• Page excerpt:
Last month’s Live at the Cockpit was main evented by a tremendous all-star 6-man tag, with Pete Dunne, Marty Scurll and Travis Banks defeating Will Ospreay, Shane Strickland and Ryan Smile. That match got rave reviews and generated real buzz for the Cockpit shows, which have been overlooked for some time. RevPro have a full schedule of Cockpit shows for 2017 and are making them a real effort to make them an important part of the promotion this year, and so we’ve decided to start reviewing them.

• Data block:
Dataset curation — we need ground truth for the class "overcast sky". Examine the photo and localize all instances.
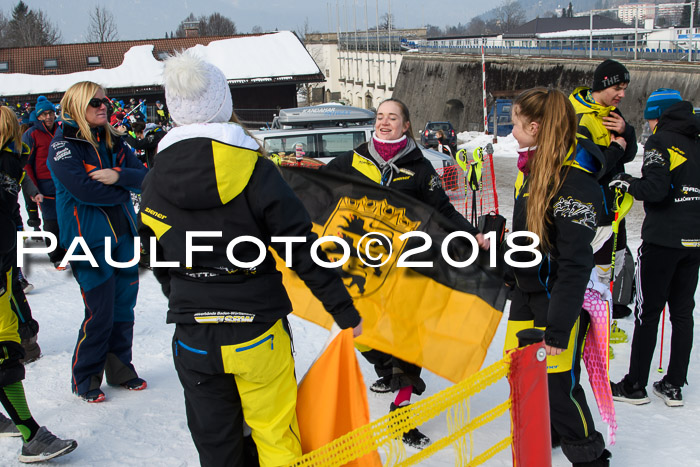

• Objectives:
1. According to the paragraph about the Cockpit shows, which team won last month's main event?
2. Using the paragraph about the Cockpit shows, explain why the writers have decided to start reviewing those shows.
3. List every wrestler the paragraph about the Cockpit shows names as taking part in the all-star 6-man tag.

• Answers:
1. Pete Dunne, Marty Scurll and Travis Banks won it.

2. RevPro has a full schedule of Cockpit shows for 2017 and is working to make them an important part of the promotion this year, so the writers decided to review them. Last month's main event also got rave reviews and generated real buzz for shows that had long been overlooked.

3.
- Pete Dunne
- Marty Scurll
- Travis Banks
- Will Ospreay
- Shane Strickland
- Ryan Smile